### WORK TO COMPLETE
1. In the passage on China's solar energy market, what was China's global share of solar cell production in 2011?
2. Render this sentence from the passage on China's solar energy market in Spanish: "The FIT temporarily remedied the misdirection of financial incentives."
3. Carry on the passage about China's solar energy market, picking up after its final sentence.
***** SUPPLIED PASSAGE *****
The successes and shortcomings of solar energy market growth in China highlight the potential advantages, but also the inherent risks, of top-down, government-fueled growth initiatives. How the central government manages current issues in the power sector will play an influential role in determining the future of the solar market.
Early Manufacturing Buildup
In the early 2000s, European countries and the United States began to provide subsidies for solar photovoltaic (PV) installations. Recognizing the impending increase in demand for solar modules and seeking to gain a sizable market share of a technology of the future, China began heavily subsidizing domestic solar PV manufacturers.
Plans to acquire market share of the emerging technology were successful; China’s global share of solar cell production, just 1.6 percent in 2003, jumped to 27 percent by 2007, and was a staggering 60 percent in 2011. China welcomed the economic benefits of successfully building itself up as the global leader in solar manufacturing, but also created an industry susceptible to shocks in the global market. Following the economic crisis of 2008 and tariffs levied against Chinese-manufactured solar panels by the United States and European Union in 2012 and 2014, demand for Chinese solar products dropped precipitously. Amid the decrease in demand, many Chinese manufacturers filed for bankruptcy. Among the casualties was Wuxi Suntech which, at the time, was one of the largest solar manufacturers in the world.
Push for Domestic Installations
Responding to decreasing global demand in the wake of the fiscal crisis in 2008, the Ministry of Finance developed two initiatives in 2009: The Solar Roofs Program and the Golden Sun Demonstration Project. Each of these programs aimed to absorb manufacturing overcapacity by providing subsidies to solar PV projects installed domestically. From the inception of the programs, in 2009, to 2011, domestic solar capacity in China grew elevenfold, from 300 MW to 3300 MW.
The incentives in these programs, however, proved to be misaligned. Subsidies for solar installations were allocated based on nameplate capacity, rather than by the amount of electricity generated by the panels. This means that, for example, two different 500 kW solar installations would receive the same amount of money in subsidies, even if one of the installations was producing more electricity than the other project. As a result, solar project developers oftentimes purchased cheaper, lower-quality panels that produced less energy. With two 500 kW projects netting the same subsidies, there was no economic incentive to invest in higher-quality, more efficient panels.
Recognizing the shortcomings in incentives, these programs were replaced with a nationwide feed-in tariff (FIT) in 2011, which pays renewable energy producers an incentive based on the actual amount of electricity generated. The FIT temporarily remedied the misdirection of financial incentives. Still, however, too much focus was spent building out solar capacity, rather than on strategic siting and electrical grid harmonization.
***** DATASET EXTRACT *****
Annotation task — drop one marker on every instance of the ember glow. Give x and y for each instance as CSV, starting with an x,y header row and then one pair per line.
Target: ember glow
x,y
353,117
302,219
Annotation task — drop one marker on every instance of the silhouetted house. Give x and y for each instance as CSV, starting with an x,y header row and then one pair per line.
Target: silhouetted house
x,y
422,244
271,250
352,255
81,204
*****
### EXPECTED RESPONSES
1. 60 percent

2. La FIT corrigió temporalmente la mala orientación de los incentivos financieros.

3.
A bulk of solar additions were installed in sparsely-populated regions with abundant land and solar energy resources, such as Xinjiang and Gansu. High installation rates in these parts of the country have led to overcapacity and high rates of curtailment. Curtailment occurs when a power generation source produces less than its potential energy because some of the electricity cannot be dispatched to the grid. It is oftentimes a product of grid congestion or excessive power supply. Curtailment, in small doses, is not necessarily determinantal. Excessive curtailment, however, threatens the long-term economic prospects of renewable energy resources. Extreme curtailment has been a common occurrence in sparsely populated western regions of China with low energy demand and no way to transport excess electricity to other parts of the country.
Developers have continued to install solar (and wind) projects in the western regions of the country since they have been able to receive subsidies for doing so, yet the installations exceed the energy needs in the region. For example, in 2016, Xinjiang installed over 3 GW of solar, bringing its cumulative total to 8 GW, both of which led the country. Yet, the same year, Xinjiang curtailed 32 percent of the solar energy it generated. For reference, central planners hope to keep curtailment rates below 5 percent.
Recent Initiatives
Beginning with the 13th Five-Year Plan (2016-2020), leaders at the highest levels of China’s government have started undertaking efforts to improve electrical grid planning and reduce curtailment issues. However, some of these directives are not being properly implemented at local levels. For example, the National Energy Administration (NEA) established mandatory minimum numbers of hours that wind and solar must be utilized. Yet in 2016, Xinjiang and Gansu, the two provinces with the highest levels of curtailment, dispatched solar energy into the grid at a rate of over 25 percent lower than the minimum amount established by the NEA.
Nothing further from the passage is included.